### Items from a dataset
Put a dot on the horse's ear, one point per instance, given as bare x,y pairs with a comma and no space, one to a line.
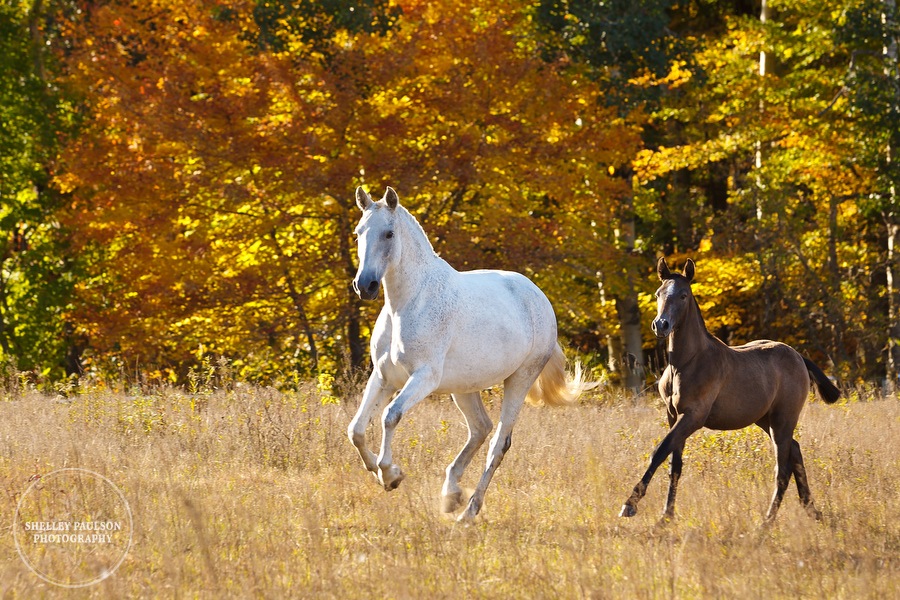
662,269
391,198
363,200
689,270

### EXERCISE DESCRIPTION
Please output every entry above exactly, without the pictures.

### ANSWER FOR THE TASK
Put a dot on the horse's ear, one point per instance, given as bare x,y pairs with a comma and no space, one to a line.
662,269
391,198
363,200
689,270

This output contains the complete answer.